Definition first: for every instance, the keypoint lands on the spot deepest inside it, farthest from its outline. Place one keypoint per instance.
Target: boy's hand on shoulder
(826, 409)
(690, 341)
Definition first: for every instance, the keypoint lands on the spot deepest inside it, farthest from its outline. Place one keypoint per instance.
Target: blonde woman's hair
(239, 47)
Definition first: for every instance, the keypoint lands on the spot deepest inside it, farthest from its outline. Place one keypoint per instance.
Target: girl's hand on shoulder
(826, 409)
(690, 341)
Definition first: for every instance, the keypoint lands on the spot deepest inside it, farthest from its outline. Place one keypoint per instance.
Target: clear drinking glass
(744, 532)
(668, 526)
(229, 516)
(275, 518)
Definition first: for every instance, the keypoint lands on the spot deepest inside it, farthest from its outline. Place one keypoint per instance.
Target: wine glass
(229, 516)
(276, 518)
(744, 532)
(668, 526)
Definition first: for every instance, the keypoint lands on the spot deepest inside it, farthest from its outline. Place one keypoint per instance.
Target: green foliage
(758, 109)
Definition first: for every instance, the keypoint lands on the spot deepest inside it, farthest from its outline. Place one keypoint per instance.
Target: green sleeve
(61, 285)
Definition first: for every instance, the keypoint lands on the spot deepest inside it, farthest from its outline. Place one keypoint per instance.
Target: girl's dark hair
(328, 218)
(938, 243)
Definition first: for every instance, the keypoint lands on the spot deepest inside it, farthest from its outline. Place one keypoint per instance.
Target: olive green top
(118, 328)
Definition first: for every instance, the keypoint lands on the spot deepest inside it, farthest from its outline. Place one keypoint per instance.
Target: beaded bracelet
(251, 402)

○ ○ ○ ○ ○

--- WRITTEN REQUEST ---
Reproduce every line of the entries above, the requests included, shifting each answer coordinate by adding -27 to both its x and y values.

--- THE ANSWER ---
Definition first: for every instance, the keypoint lands on the spot deepest inside it, farthest from its outline. Place one keypoint per instance.
Target: boy's hand on shoulder
(799, 382)
(663, 314)
Definition first: for every instance, the keypoint lands on the spot deepest inside it, farthest from its outline. Place one keypoint per instance.
Target: blonde woman's hair
(212, 20)
Definition first: for every instance, the keypoint lands on the spot deepest inside it, farthest from its outline. Place one keypoint per instance.
Target: girl's hand on shoulder
(799, 382)
(663, 314)
Definition first: for every instance, the keypoint lands on the spot deepest inside it, farthest from its outline. Place one keypoint per instance.
Target: clear drinking glass
(717, 505)
(641, 499)
(202, 489)
(248, 491)
Definition first: for every instance, the keypoint lands on the spot deepest inside it, farthest from its outline. Place one keypoint per instance.
Target: wine glass
(202, 489)
(249, 491)
(717, 505)
(641, 499)
Definition first: for every instance, the keypoint lands on the spot deepest inside it, farthest from its outline. Place one keypoint per instance.
Target: green foliage
(731, 82)
Definition first: for every instance, the keypoint lands on the spot deepest inside it, farthest from its outline. Place one keypoint per instance.
Target: green sleeve
(34, 258)
Definition first: for every instance, the keypoint lands on the spot deepest inside it, farthest from its outline. Place one keypoint per instance.
Target: girl's dark hair
(301, 191)
(911, 216)
Definition first: for every instance, the keypoint lands on the spot deepest inside it, farthest from its outline. Place one keypoint per instance.
Target: olive green top
(91, 301)
Definition first: for every instance, the keypoint lands on the spot deepest inside it, farthest from its outline. Place one keypoint per instance.
Target: beaded bracelet
(224, 375)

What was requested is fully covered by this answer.